Written exercise
Rewrite the stretch of the listing from the line containing "Expected: a single pin indicated on each instance of the window" through the end of the listing, both ends included, with every line in it given again. Add 114 to each number in the point coordinates that follow each line, and leave all other lines unchanged.

>> begin

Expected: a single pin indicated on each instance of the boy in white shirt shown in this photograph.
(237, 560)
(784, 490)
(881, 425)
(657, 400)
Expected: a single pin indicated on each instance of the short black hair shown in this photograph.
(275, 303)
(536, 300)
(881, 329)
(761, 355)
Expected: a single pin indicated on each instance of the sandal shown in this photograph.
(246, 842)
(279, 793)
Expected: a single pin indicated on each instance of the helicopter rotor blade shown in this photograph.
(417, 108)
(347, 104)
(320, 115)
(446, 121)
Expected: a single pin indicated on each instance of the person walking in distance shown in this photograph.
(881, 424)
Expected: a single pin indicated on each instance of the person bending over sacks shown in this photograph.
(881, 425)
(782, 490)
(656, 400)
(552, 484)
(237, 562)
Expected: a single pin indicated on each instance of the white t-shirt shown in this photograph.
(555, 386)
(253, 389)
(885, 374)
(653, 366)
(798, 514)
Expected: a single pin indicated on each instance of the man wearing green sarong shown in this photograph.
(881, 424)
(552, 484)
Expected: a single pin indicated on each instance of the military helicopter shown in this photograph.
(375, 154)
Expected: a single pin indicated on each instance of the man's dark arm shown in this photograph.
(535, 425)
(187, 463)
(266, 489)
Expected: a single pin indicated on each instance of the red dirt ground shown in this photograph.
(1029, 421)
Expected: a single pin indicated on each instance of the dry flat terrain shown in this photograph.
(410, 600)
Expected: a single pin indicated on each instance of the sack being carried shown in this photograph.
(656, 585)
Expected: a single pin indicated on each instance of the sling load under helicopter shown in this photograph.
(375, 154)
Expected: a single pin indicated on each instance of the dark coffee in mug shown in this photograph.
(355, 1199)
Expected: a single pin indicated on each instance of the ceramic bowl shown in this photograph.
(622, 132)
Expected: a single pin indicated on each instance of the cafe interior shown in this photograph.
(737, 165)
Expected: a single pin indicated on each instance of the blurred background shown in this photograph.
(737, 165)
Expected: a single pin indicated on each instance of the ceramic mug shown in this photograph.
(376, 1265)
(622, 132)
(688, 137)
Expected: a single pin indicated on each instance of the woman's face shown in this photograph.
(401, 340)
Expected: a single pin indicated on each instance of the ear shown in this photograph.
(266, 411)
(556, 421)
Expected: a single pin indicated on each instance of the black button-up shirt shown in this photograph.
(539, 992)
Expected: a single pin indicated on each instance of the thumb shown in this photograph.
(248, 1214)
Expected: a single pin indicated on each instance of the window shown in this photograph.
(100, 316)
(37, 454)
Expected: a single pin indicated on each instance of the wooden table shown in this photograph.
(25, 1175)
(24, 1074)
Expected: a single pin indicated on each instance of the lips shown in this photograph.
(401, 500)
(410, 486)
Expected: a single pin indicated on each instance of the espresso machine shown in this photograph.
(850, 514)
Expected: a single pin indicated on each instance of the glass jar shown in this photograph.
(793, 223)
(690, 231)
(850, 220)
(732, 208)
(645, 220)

>> end

Answer to the exercise
Expected: a single pin indicated on each instance of the window shown in this photograph.
(214, 430)
(151, 568)
Expected: a single pin indicated on each instance of the wooden table shown in this photograph.
(139, 1289)
(138, 1188)
Expected: a single pin indicated on each instance of the lips shown in this photograph.
(515, 614)
(524, 600)
Expected: a single pin indicated on each instance of the espresso machine shown in this photograph.
(964, 628)
Expected: a single pin indicated on each instance of the glass jar shown in this photograph.
(907, 337)
(804, 345)
(964, 334)
(846, 322)
(759, 334)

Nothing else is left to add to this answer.